=== Task brief ===
Render every line of the records below as a JSON list of strings, one string per line, with blank lines omitted. Leave the pictures out of the list.

=== Task input ===
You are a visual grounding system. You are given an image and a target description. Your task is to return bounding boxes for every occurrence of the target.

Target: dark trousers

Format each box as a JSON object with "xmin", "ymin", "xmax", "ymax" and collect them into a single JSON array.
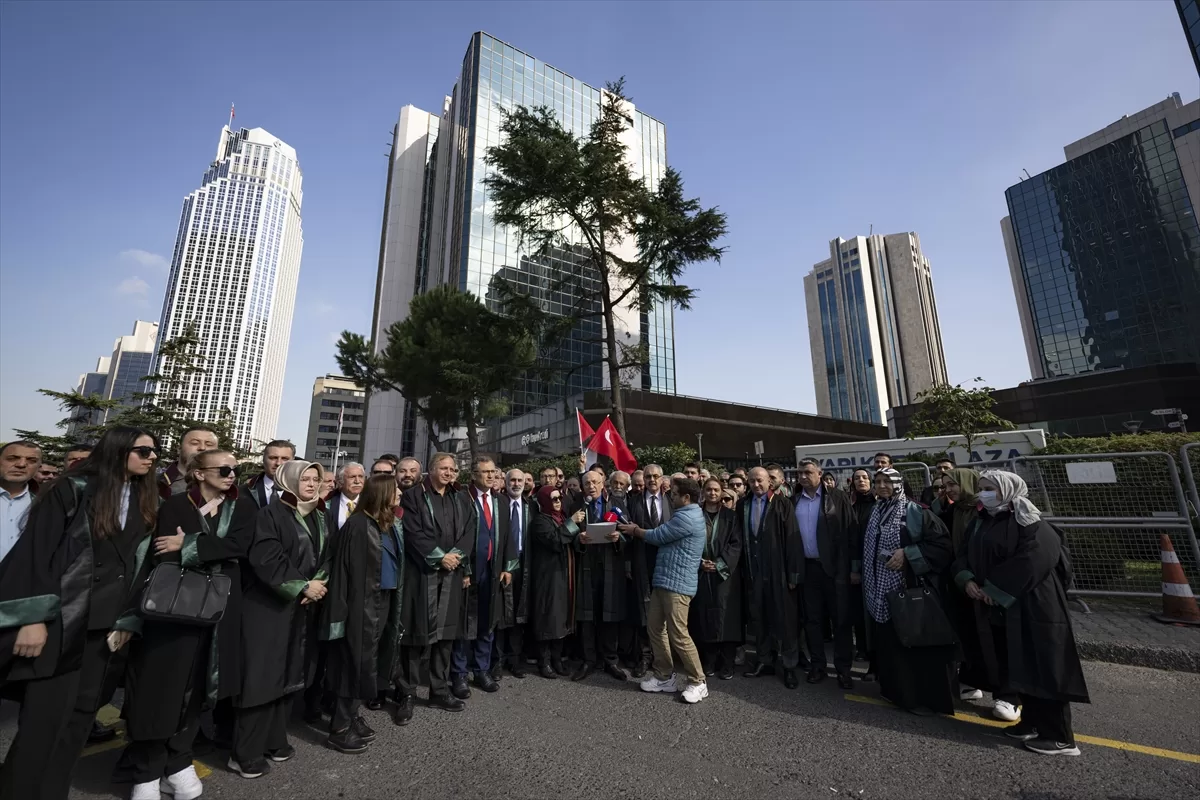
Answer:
[
  {"xmin": 1020, "ymin": 694, "xmax": 1075, "ymax": 745},
  {"xmin": 396, "ymin": 640, "xmax": 454, "ymax": 697},
  {"xmin": 580, "ymin": 622, "xmax": 618, "ymax": 667},
  {"xmin": 329, "ymin": 697, "xmax": 362, "ymax": 733},
  {"xmin": 233, "ymin": 696, "xmax": 292, "ymax": 764},
  {"xmin": 804, "ymin": 559, "xmax": 854, "ymax": 675},
  {"xmin": 0, "ymin": 631, "xmax": 109, "ymax": 800}
]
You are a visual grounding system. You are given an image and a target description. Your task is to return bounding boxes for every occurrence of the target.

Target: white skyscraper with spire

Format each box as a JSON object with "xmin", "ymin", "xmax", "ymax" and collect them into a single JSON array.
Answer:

=== Full response ===
[
  "You are a visual grounding system. You are given an image and a target description. Your task is to return bounding boxes for every occurrence of the target.",
  "Target: dark trousers",
  "Format each box as a JSON object with \"xmin\", \"ymin\", \"xmax\", \"ymax\" and collect them into a single JSON array.",
  "Answer:",
  "[",
  "  {\"xmin\": 1020, \"ymin\": 694, \"xmax\": 1075, \"ymax\": 745},",
  "  {\"xmin\": 396, \"ymin\": 640, \"xmax\": 454, \"ymax\": 697},",
  "  {\"xmin\": 580, \"ymin\": 622, \"xmax\": 618, \"ymax\": 667},",
  "  {\"xmin\": 329, \"ymin\": 697, \"xmax\": 362, \"ymax\": 733},",
  "  {\"xmin\": 233, \"ymin\": 696, \"xmax\": 292, \"ymax\": 764},",
  "  {\"xmin\": 804, \"ymin\": 559, \"xmax\": 854, \"ymax\": 675},",
  "  {\"xmin\": 0, \"ymin\": 631, \"xmax\": 109, \"ymax\": 800}",
  "]",
  "You are a visual grounding system. You are given an image and a target description. Your task is to return bounding boxes for every occurrence of the target.",
  "Target: white skyscraper with spire",
  "Format each box as a JSON object with \"xmin\", \"ymin\", \"xmax\", \"ymax\" and collect them into a single JSON array.",
  "Answer:"
]